Dataset records START

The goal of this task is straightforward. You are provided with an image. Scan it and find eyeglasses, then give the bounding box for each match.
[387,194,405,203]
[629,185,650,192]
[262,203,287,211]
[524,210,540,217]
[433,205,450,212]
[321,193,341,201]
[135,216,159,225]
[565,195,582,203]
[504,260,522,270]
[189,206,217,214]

Dataset records END

# [Work to complete]
The reply should consist of the full listing, copied exactly.

# [Output for this exercise]
The goal of this task is straightforward. You are provided with an image. Scan it and find eyeglasses, then give the bounding box for each match.
[387,194,405,203]
[629,185,650,192]
[262,203,287,211]
[524,210,540,217]
[433,205,450,212]
[321,193,341,201]
[135,216,159,225]
[565,195,582,203]
[504,260,522,270]
[189,206,217,214]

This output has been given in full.